[Location labeling records]

•••

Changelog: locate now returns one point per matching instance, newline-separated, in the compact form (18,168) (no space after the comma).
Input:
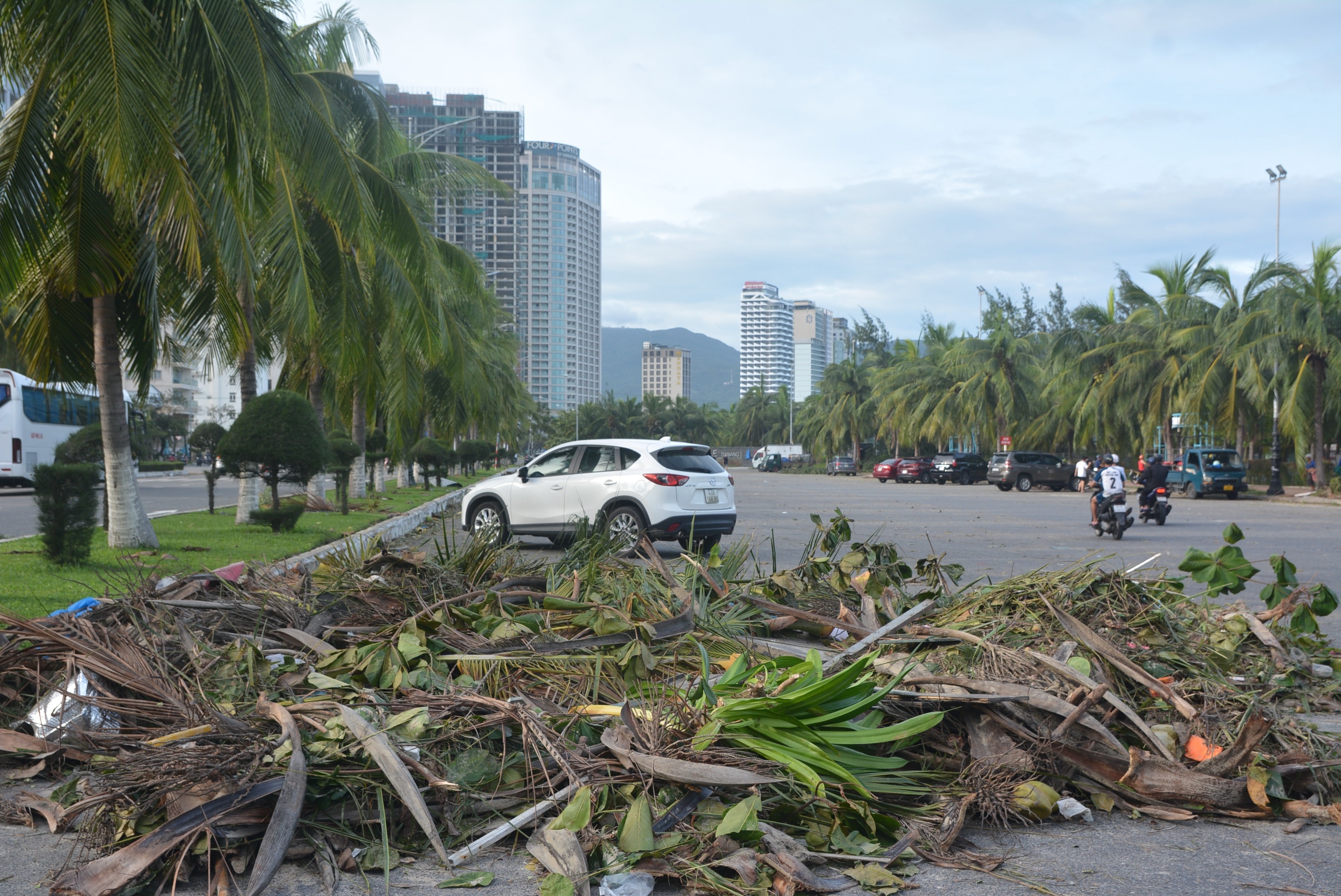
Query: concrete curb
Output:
(387,530)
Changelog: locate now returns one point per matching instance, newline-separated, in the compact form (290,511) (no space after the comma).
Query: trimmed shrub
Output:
(433,457)
(279,521)
(206,439)
(277,438)
(68,510)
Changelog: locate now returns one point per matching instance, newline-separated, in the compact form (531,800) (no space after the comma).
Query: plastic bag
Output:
(633,883)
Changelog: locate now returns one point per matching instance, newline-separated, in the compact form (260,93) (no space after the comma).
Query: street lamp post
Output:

•••

_WHAT THE TASK ASKS:_ Can you turn every line of the records into a Markdown table with the columns "No." and "Text", numbering the rows and skipping blank lines? Leave the pictures out.

_SOLUTION:_
| No. | Text |
|---|---|
| 1 | Changelog: locate now returns one point per matching instance, newline-separated, in the compact form (18,168) (no space after the comma). |
| 2 | Input: |
| 3 | Query: concrete curb |
| 4 | Output: |
| 5 | (387,530) |
| 6 | Changelog: locate now returns one point per matching instance, newline-separated, in the compact form (290,511) (no space after the comma). |
| 7 | Query: trimmed shrub |
| 8 | Output: |
| 9 | (433,457) |
| 10 | (279,521) |
| 11 | (206,439) |
| 12 | (277,438) |
| 13 | (68,510) |
| 14 | Changelog: locate now returns one point per matching instance, newline-separated, in the compact form (531,800) (no space after the comma). |
| 15 | Query: plastic bag |
| 16 | Output: |
| 17 | (633,883) |
| 18 | Changelog: locate now returns one point per matching instance, newline-separated, in the compact form (260,93) (no space after the comma). |
| 19 | Query: street lamp post |
| 20 | Output: |